* [The data]:
********************
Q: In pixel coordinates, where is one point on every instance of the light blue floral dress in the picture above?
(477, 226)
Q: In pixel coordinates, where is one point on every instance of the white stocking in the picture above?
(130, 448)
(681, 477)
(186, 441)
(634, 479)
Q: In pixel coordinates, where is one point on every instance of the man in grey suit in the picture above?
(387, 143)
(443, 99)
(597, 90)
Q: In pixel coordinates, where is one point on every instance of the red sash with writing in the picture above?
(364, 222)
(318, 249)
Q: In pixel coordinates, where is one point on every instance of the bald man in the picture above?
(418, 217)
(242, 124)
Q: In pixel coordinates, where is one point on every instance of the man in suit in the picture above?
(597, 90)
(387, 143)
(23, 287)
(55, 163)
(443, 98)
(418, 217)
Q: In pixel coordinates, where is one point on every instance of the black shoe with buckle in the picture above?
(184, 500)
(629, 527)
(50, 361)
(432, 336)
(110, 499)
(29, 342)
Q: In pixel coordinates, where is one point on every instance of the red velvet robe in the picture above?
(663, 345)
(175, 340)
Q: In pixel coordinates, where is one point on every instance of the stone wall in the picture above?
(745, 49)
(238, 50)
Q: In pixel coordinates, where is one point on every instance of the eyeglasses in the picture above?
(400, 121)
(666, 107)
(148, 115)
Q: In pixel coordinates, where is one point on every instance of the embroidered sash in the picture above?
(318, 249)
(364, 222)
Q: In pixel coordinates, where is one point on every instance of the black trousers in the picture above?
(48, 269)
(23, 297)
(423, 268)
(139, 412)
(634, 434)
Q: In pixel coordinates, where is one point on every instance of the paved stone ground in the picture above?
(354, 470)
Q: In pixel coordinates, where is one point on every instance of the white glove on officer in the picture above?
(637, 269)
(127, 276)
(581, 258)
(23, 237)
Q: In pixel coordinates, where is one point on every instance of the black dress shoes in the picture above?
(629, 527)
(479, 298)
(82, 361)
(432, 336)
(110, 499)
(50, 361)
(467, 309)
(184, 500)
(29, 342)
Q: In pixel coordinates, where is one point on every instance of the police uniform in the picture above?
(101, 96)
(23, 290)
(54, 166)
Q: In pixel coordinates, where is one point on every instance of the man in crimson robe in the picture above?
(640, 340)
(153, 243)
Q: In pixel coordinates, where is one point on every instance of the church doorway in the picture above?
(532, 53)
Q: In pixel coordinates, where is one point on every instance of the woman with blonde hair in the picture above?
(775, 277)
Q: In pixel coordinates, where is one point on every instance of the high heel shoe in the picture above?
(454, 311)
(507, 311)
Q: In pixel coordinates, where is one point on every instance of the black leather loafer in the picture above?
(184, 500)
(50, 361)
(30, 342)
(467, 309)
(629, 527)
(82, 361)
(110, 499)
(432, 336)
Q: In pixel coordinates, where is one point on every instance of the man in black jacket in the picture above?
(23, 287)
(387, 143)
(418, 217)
********************
* [Your task]: A faithful copy of all the material is the required answer.

* [Exercise output]:
Q: In pixel coordinates, where is one point on every instance of the light blue floral dress in the picture above?
(477, 226)
Q: In pixel coordinates, where is one point on every instance of the white stocking in the picture above?
(130, 448)
(681, 477)
(186, 441)
(634, 479)
Q: In pixel coordinates, where is one point on every instance of the man in grey suit in the picture above?
(387, 143)
(443, 99)
(597, 90)
Q: In pixel coordinates, where is one point on every instance of the red sash with writing in the picture above?
(364, 222)
(318, 249)
Q: In pixel coordinates, where is one point on every instance of the bald man in the picture above?
(418, 217)
(242, 124)
Q: In pixel coordinates, where is one point on every instance of the man in suit in the picture above?
(597, 90)
(387, 143)
(23, 287)
(55, 163)
(443, 98)
(418, 217)
Q: In pixel coordinates, where is one point on every instance of the black shoe with buckle in the picture above?
(184, 500)
(629, 527)
(50, 361)
(432, 336)
(110, 499)
(29, 342)
Q: In pixel coordinates, where is one point on every instance of the red velvet robe in the picture above?
(663, 345)
(175, 340)
Q: In pixel coordinates, where is one point on every instance of the stone wall in the picture above?
(745, 49)
(238, 50)
Q: In pixel coordinates, where is one point on every instance of the eyeglasses in the picture above?
(400, 121)
(666, 107)
(148, 115)
Q: In pixel coordinates, where is one point on every instance of the embroidered sash in the picture above?
(318, 249)
(364, 222)
Q: In pixel coordinates, where is one point on every instance of the black trousers in the picture above?
(48, 269)
(23, 297)
(423, 268)
(139, 412)
(634, 434)
Q: In pixel coordinates, where is one point on every instance of the paved stone ground in the picture above?
(354, 470)
Q: In pixel coordinates, where is one point on every instance of the white glove on officer in the picture above?
(637, 269)
(127, 276)
(581, 258)
(23, 237)
Q: In pixel coordinates, where is one point on every instance of the black dress shoes in the picture above?
(629, 527)
(479, 298)
(82, 361)
(432, 336)
(110, 499)
(50, 361)
(467, 309)
(184, 500)
(29, 342)
Q: In pixel coordinates, where is one point on every instance of the police uniform in the picture above?
(101, 96)
(23, 290)
(54, 166)
Q: In pixel coordinates, where is one point on every instance of the man in crimson robe in the picture above?
(640, 340)
(153, 243)
Q: In pixel coordinates, where is one point on every instance of the church doorway in the picture above?
(532, 53)
Q: In pixel coordinates, where is one point on every instance of the woman with blonde hair in the picture above?
(775, 277)
Q: In pixel coordinates, where is one point on every instance of the high heel shoe in the picture above?
(454, 311)
(507, 311)
Q: In pixel coordinates, where is one point on every instance of the black leather loafer in the picture above?
(184, 500)
(50, 361)
(30, 342)
(467, 309)
(629, 527)
(82, 361)
(110, 499)
(432, 336)
Q: In pixel coordinates, where is one point on every instance of the man in black jacket in the picture above?
(23, 287)
(387, 143)
(418, 217)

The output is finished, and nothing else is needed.